──────── AVAILABLE DATA ────────
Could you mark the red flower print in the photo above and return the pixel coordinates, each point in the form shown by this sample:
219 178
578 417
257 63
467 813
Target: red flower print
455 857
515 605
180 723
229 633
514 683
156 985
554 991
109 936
────────
## ASSIGNMENT
Repeat every entry exactly, leaving nothing out.

## TASK SOLUTION
Could you mark the red flower print in the photo above and return the pixel coordinates, each point in the form shown by this sample:
219 178
578 417
257 63
467 813
Target: red flower print
455 857
515 605
180 723
229 633
514 683
156 985
554 991
109 936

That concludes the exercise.